## SUPPLIED ENTRIES
........
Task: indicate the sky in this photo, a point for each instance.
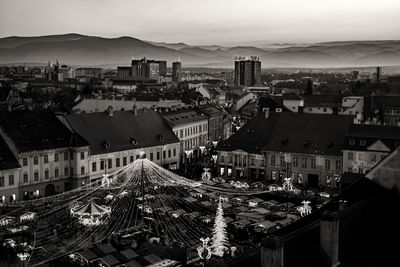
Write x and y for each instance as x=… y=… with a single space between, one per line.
x=198 y=22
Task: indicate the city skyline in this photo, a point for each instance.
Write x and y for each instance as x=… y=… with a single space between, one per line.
x=206 y=22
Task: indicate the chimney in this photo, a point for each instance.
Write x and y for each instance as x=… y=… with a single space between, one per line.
x=266 y=113
x=134 y=110
x=110 y=111
x=272 y=252
x=329 y=236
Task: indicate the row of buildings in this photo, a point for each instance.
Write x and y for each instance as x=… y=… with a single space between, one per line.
x=43 y=154
x=314 y=149
x=150 y=69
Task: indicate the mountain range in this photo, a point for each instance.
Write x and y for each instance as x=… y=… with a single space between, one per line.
x=83 y=50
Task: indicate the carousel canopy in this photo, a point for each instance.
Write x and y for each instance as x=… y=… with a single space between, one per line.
x=92 y=209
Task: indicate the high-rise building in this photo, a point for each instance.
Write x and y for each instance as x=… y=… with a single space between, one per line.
x=176 y=72
x=162 y=65
x=247 y=71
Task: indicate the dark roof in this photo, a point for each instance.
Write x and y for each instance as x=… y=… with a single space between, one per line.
x=322 y=100
x=37 y=130
x=121 y=130
x=387 y=101
x=182 y=116
x=374 y=131
x=292 y=97
x=7 y=159
x=291 y=132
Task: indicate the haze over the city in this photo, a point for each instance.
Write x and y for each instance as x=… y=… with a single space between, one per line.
x=225 y=22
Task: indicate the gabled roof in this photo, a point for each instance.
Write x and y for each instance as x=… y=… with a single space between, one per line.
x=182 y=116
x=322 y=100
x=291 y=132
x=37 y=130
x=122 y=131
x=7 y=159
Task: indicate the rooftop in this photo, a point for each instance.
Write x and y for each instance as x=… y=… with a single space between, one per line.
x=122 y=131
x=182 y=116
x=291 y=132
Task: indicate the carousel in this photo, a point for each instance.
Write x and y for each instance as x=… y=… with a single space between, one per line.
x=90 y=214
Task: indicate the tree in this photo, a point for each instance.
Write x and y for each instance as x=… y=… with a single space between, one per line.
x=219 y=239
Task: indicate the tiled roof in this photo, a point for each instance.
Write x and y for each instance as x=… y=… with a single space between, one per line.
x=322 y=100
x=122 y=131
x=291 y=132
x=37 y=130
x=7 y=159
x=182 y=116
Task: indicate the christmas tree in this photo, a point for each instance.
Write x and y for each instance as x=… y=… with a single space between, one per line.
x=219 y=239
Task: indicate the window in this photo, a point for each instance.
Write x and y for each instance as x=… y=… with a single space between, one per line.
x=295 y=161
x=350 y=156
x=338 y=165
x=327 y=164
x=313 y=165
x=304 y=163
x=272 y=160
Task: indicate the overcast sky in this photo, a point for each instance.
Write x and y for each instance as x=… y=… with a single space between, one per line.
x=206 y=21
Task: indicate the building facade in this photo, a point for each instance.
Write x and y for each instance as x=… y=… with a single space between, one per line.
x=125 y=135
x=50 y=156
x=247 y=71
x=189 y=126
x=366 y=145
x=270 y=147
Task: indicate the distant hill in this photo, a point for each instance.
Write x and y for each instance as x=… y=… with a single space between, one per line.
x=77 y=49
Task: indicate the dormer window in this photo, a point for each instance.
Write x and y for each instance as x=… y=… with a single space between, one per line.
x=133 y=141
x=107 y=145
x=160 y=137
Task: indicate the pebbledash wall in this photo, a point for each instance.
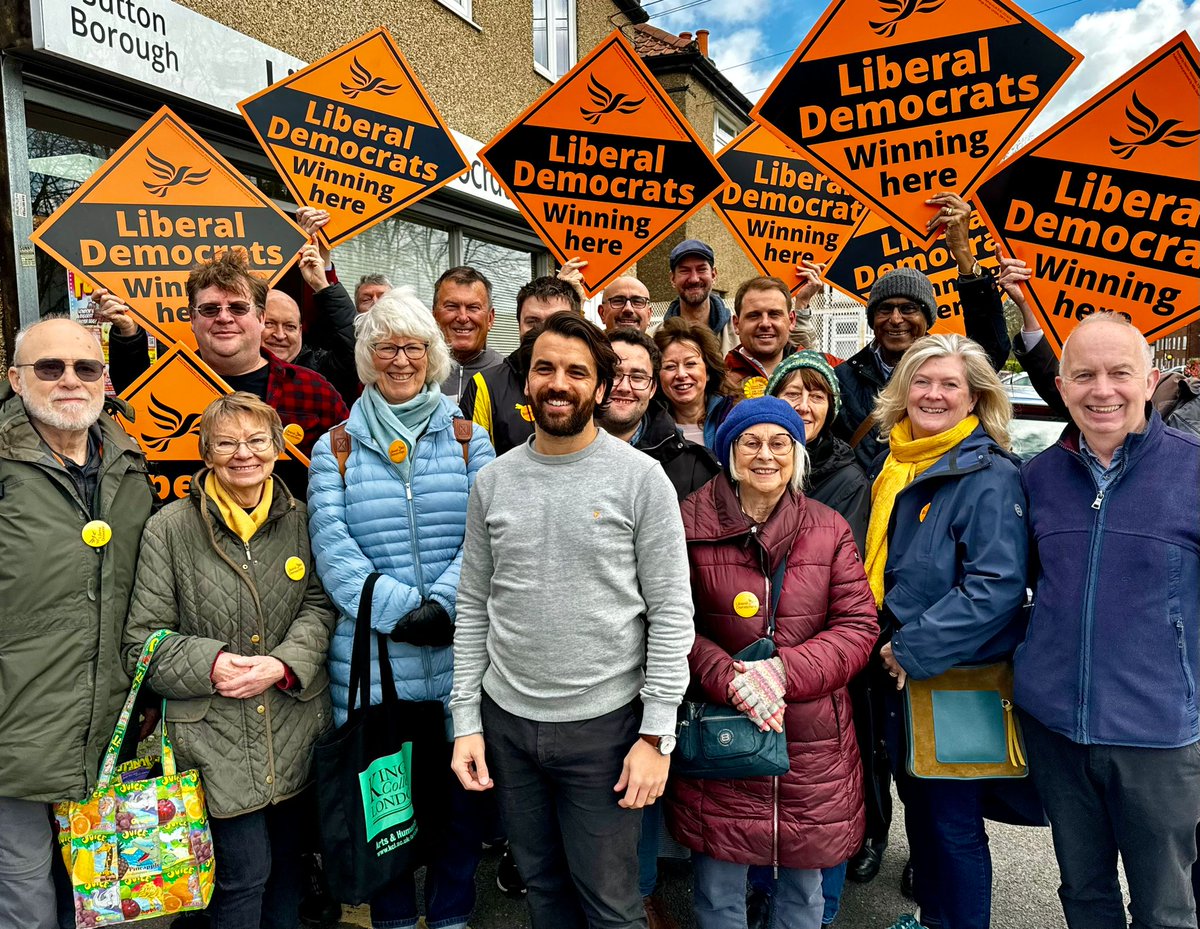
........
## EXERCISE DESCRIPTION
Could you write out the records again exactly, without any of their pictures?

## ANSWER TO THIS TASK
Task: indicate the sky in this photo, a point for each instance.
Write x and y for each instance as x=… y=… with a single space between, one per line.
x=198 y=22
Task: indicate the city skyline in this photo, a point for each instance.
Write x and y for each instance as x=… y=… with a single space between, one per line.
x=206 y=22
Task: indicate the chimney in this photo, a point for each instance.
Write x and y for each instance as x=… y=… with a single space between, one per line.
x=266 y=113
x=134 y=110
x=110 y=111
x=272 y=252
x=329 y=236
Task: indicate the row of buildings in this photo, a point for each instance.
Write x and y for each instance as x=… y=… with a single space between, one per line.
x=43 y=154
x=314 y=149
x=150 y=69
Task: indicate the mountain range in this photo, a point for each instance.
Write x and y for each instance as x=… y=… with a single space between, one per line.
x=83 y=50
Task: indicate the carousel canopy in this photo, a point for each instance.
Write x and y for each instance as x=… y=… with a single space between, one per line.
x=92 y=209
Task: indicate the high-rise building in this photo, a point for each instance.
Write x and y for each instance as x=… y=… with a single space between, one per line.
x=176 y=72
x=162 y=65
x=247 y=71
Task: indicate the dark roof in this photo, a point for each instance.
Write x and y for each instance as x=… y=… with a single space between, one per line.
x=322 y=100
x=37 y=130
x=121 y=130
x=387 y=101
x=182 y=116
x=374 y=131
x=292 y=97
x=7 y=159
x=291 y=132
Task: indicate the haze over the city in this photo, a point for each instance.
Write x and y for each instance as x=… y=… with a single space between, one per line.
x=225 y=22
Task: indicate the gabled roof in this photo, a point for each instance.
Write x and y for each instance as x=… y=… with a single space between, one per line.
x=182 y=116
x=322 y=100
x=291 y=132
x=37 y=130
x=122 y=131
x=7 y=159
Task: indicate the rooftop in this photo, a point for each instance.
Write x and y for each instance as x=… y=… with a single space between, one per line.
x=122 y=131
x=182 y=116
x=291 y=132
Task: indicate the carousel in this photo, a point for each instance.
Write x and y for each instance as x=… y=… with a single space between, one per line.
x=90 y=214
Task: indicate the tree in this photo, a point for each instance.
Write x and y for each instance as x=… y=… with a single space between, one per line.
x=219 y=239
Task: indicate the tiled roof in this photo, a point for each instance.
Write x and y for each instance as x=… y=… with a single space between, one per line.
x=322 y=100
x=122 y=131
x=291 y=132
x=37 y=130
x=7 y=159
x=182 y=116
Task: indicate the christmas tree in this photo, a point for each instance.
Write x and y for each instance as x=… y=… with a single space between, one per line.
x=219 y=239
Task: indicate the window in this photo, a point for each instance.
Write x and y for each instance as x=… y=… with a single space between, one per line.
x=295 y=161
x=350 y=156
x=338 y=165
x=327 y=164
x=313 y=165
x=304 y=163
x=272 y=160
Task: indicate the overcast sky in this photo, a point for each instance.
Write x and y for each instance as x=… y=… with a single space between, one per line.
x=206 y=21
Task: indicate the building facade in this photo, a point for each instance.
Write x and y for each instance as x=… y=… with a single space between, one per line.
x=125 y=135
x=50 y=156
x=247 y=71
x=189 y=126
x=366 y=145
x=270 y=147
Task: indicate the distant hill in this photo, a point for each instance.
Write x and y for each instance as x=… y=… with a single space between, one per line.
x=77 y=49
Task: indicate the dormer window in this photo, a point for each instance.
Write x and y for each instance as x=… y=… with a single space between, one per line.
x=133 y=141
x=107 y=145
x=160 y=137
Task: indicate the pebbledash wall in this photo, a point for each instance.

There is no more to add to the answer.